Excerpt provided:
_ _ _

Certainly it had been Maria, gallant, courageous, and loyal
Maria, a believer who never complained of her fate. Have I said often enough that she was part of the family? When we went on vacation, she came along. She participated in our festivals and in our mourning, leaving us only when the government forbade non-Jews from working for Jews, and when that happened she wept and swore she would return “as soon as all this is over.” In the days of the ghetto she would thread her way through barricades and barbed wire to bring us cheese and eggs, fruit and vegetables. And that night, a Sunday, she appeared again. She had managed to slip through the armed security cordon the gendarmes had thrown up around the half-empty ghetto. “No, it’s not witchcraft,” she said. “There are ways of getting in and out. I know a safe place. I wanted to come and tell you.… To beg you … The cabin in the mountains … It’s ready.… Come.… There’s nothing to fear there.… You’ll be safe.… There are no Germans there, and no bastards helping them. Come.…” Dear Maria. If other Christians had acted like her, the trains rolling toward the unknown would have been less crowded. If priests and pastors had raised their voices, if the Vatican had broken its silence, the enemy’s hands would not have been so free. But most of our compatriots thought only of themselves. Barely was a Jewish house emptied of its inhabitants than they descended like vultures on the abandoned possessions, breaking into closets and drawers, stealing bedsheets and clothing, smashing things, looting. For them it was a party, a treasure hunt. They were not like our Maria.

We gathered at the kitchen table and held a last family meeting. Should we follow Maria or stay? We surely would have accepted her offer had we known that “destination unknown” meant Birkenau—or even simply that we would be deported from the country. But we didn’t know. All we knew was what we had been told: that the convoys were headed for the interior. “Well-informed” Jewish notables in Budapest had given clear assurances on this point. In light of that, the general view was that we should tell Maria no. “But why?” she implored us, her voice breaking. “Because,” my father replied, “a Jew must never be separated from his community: what happens to everyone else will happen to us as well.” My mother wondered aloud whether it might not be better “to send the children with Maria.” By “the children” she meant the three oldest. Tsipouka would stay, as would Grandmother. We protested: “We’re young and strong, the trip won’t be as dangerous for us. If anyone should go with Maria, it’s you.” After a brief discussion, we thanked Maria but …

My father was right. We wanted to stay together, like everyone else. Family unity is one of our important traditions, as the enemy well knew. And he now used that knowledge, spreading the rumor in the ghetto that the Jewish population would be transferred to a Hungarian labor camp where—and this was the essential thing—families would remain together. And we believed it. So it was that the strength of the family tie, which had contributed to the survival of our people for centuries, became a tool in its exterminator’s hands.

_ _ _

What you will do: For each statement, answer yes or no to whether it agrees with the passage about Maria, and quote the words of the passage that decide it. 1. Maria came to the ghetto on a Sunday night. 2. The father suggested sending the three oldest children with Maria. 3. The family knew the convoys were headed for Birkenau.

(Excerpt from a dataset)

_ _ _

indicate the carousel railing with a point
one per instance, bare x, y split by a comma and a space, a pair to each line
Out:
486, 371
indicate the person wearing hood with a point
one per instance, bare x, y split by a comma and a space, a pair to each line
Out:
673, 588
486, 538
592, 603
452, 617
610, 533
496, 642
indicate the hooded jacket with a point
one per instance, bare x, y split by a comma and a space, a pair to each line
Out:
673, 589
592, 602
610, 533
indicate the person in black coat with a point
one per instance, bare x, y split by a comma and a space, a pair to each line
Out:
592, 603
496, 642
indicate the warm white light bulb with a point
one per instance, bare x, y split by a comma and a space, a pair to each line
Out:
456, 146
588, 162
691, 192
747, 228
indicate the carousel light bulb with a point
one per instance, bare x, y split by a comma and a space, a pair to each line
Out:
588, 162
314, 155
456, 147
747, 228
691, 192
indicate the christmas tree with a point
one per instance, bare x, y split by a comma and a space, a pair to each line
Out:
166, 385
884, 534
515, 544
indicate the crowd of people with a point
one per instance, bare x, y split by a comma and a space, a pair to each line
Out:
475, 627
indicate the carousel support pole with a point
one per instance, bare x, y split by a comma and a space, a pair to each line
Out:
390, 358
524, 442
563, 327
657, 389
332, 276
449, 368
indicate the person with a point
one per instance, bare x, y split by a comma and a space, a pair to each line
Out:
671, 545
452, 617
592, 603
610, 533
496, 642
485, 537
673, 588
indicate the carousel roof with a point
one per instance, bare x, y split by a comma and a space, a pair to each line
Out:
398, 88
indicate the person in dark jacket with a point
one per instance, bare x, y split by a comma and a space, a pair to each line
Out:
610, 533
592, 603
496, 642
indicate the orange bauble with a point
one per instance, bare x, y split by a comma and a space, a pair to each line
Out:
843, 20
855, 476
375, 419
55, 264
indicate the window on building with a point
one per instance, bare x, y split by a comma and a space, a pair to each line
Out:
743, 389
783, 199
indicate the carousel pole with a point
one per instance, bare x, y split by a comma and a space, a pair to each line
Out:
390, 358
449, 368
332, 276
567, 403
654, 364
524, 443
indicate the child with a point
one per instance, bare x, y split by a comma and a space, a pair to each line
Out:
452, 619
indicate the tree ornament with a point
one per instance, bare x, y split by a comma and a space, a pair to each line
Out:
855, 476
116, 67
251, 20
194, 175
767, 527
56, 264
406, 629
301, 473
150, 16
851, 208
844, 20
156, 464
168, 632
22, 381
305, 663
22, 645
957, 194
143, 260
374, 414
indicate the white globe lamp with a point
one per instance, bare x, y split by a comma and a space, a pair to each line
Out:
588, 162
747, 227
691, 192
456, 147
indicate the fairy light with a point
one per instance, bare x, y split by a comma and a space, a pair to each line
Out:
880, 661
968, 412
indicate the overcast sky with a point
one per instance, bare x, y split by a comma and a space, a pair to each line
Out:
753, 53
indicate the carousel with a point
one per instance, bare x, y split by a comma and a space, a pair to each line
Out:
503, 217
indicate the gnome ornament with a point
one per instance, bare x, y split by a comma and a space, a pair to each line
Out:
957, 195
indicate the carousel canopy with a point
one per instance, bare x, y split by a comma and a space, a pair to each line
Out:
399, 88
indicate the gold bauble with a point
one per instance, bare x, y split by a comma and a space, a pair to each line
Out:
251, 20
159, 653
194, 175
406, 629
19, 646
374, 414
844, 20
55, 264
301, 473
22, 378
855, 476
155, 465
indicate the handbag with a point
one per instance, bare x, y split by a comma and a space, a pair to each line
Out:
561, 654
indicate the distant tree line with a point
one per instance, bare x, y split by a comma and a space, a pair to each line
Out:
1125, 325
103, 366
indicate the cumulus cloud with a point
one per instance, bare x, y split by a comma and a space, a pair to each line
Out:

_ _ _

Answer to the task:
1. Yes: "And that night, a Sunday, she appeared again."
2. No: "My mother wondered aloud whether it might not be better “to send the children with Maria.”"
3. No: "But we didn’t know. All we knew was what we had been told: that the convoys were headed for the interior."